- [Dataset records]
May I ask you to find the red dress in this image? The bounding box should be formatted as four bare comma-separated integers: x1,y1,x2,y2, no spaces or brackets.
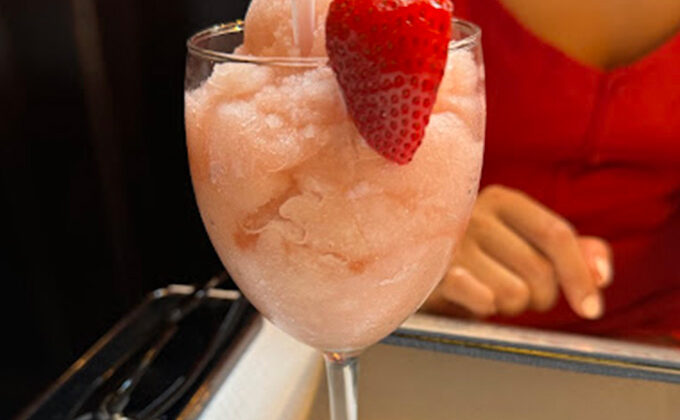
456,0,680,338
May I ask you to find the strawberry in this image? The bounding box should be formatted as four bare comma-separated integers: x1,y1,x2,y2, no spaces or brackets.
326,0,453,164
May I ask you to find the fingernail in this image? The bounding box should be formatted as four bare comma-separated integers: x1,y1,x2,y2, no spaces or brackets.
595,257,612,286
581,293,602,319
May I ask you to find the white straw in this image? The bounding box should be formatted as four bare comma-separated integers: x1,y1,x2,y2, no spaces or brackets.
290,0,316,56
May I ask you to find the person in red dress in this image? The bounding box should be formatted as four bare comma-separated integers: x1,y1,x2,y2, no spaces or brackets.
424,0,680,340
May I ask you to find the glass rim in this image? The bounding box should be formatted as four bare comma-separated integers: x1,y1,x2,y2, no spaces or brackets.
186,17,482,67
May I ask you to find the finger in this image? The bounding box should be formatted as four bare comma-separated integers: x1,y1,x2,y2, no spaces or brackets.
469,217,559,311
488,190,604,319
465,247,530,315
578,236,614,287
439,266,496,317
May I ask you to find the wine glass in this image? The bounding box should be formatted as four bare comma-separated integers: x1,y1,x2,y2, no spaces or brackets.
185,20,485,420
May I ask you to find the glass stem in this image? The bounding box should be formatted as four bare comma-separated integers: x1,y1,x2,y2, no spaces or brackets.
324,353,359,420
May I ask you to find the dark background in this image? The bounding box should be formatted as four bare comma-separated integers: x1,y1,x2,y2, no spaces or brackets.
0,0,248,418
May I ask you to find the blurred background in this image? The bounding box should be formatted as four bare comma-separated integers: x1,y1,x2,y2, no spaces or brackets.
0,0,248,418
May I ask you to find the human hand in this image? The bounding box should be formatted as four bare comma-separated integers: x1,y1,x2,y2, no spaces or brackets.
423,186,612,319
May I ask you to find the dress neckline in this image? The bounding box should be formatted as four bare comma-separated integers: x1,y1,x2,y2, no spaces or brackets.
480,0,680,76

==

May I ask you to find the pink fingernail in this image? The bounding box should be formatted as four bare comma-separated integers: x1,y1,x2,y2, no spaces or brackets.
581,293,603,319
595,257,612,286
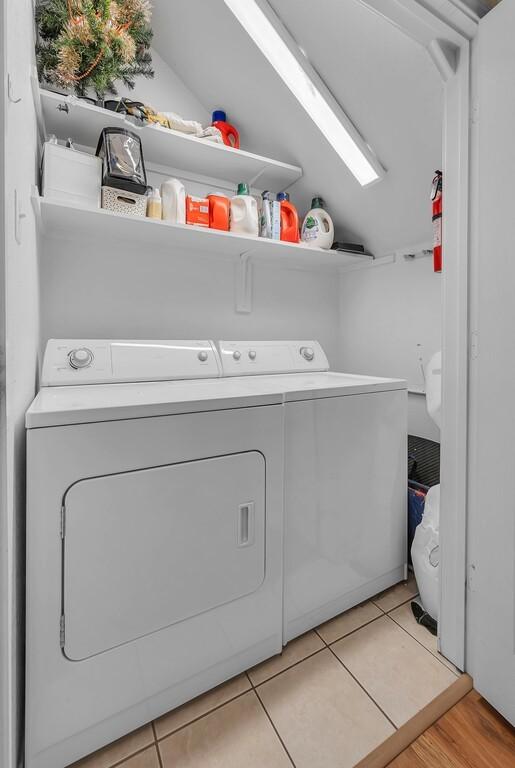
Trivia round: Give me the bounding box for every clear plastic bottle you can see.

==

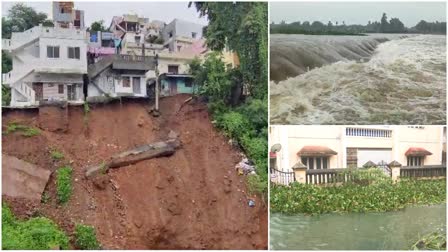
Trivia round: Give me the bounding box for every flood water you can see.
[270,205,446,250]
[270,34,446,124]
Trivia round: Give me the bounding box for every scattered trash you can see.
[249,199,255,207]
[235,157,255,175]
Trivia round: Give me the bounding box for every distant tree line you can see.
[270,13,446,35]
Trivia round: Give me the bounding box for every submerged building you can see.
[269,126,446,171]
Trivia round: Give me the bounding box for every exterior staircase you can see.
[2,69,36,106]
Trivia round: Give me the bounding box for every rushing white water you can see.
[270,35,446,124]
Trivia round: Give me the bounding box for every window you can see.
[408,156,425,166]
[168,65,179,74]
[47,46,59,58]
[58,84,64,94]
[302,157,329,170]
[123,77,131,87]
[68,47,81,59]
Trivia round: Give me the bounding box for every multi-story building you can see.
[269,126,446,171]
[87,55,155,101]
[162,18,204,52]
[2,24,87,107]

- [Exercise objective]
Rewrite the entries from the line containing "May I ask you to find the glass rim" through the line containing "480,0,680,76", both included, keeping every request and shifting each bounding-box coordinate in the answers up by 148.

- [Expected answer]
May I ask you to find the glass rim in this image? The bounding box should be formatted as four bare comma-separated integers: x1,y1,x2,y2, no spaces or brackets.
334,165,630,215
May I ask you to find the finger in this image? The bounding box should be formatted as four bare comma-separated integers: x1,y1,x2,y2, no spaces or brackets.
617,365,707,459
636,338,752,467
613,395,678,463
726,384,762,435
587,414,644,465
May I ask you to find the wine glass in this image? The bounding box should be formatted as four bare comma-separated integers: x1,y1,x2,y2, no spaces or brackets.
333,168,633,568
May I ask you to find the glass stem in this image? The bounding box should be formatted as four bare comma-separated integers: x1,y1,x2,y2, no spaces or brackets.
472,501,507,568
May I ask you to find the dark background in this image? The bounding box should be formatted as four bare comma-separated integers: x1,y1,x2,y2, no spaces or brackets.
148,148,396,566
May I ask you to find the blurred background in this image? The bounding box should be formatted as four bare comma-separated integers: x1,y1,x2,y2, no spaces or brackets.
148,148,396,566
May I ask you to find the human hand in this image? The bounding box should be formatted as four bare comma-separated integers: x1,y1,x2,y2, no spaces or brackets.
571,334,760,467
May I ask you to find the dress neckline in this image? The bounding box should be formatted as four bare comma-separated integers: x1,y1,x2,y2, no spaces or brackets.
628,148,828,224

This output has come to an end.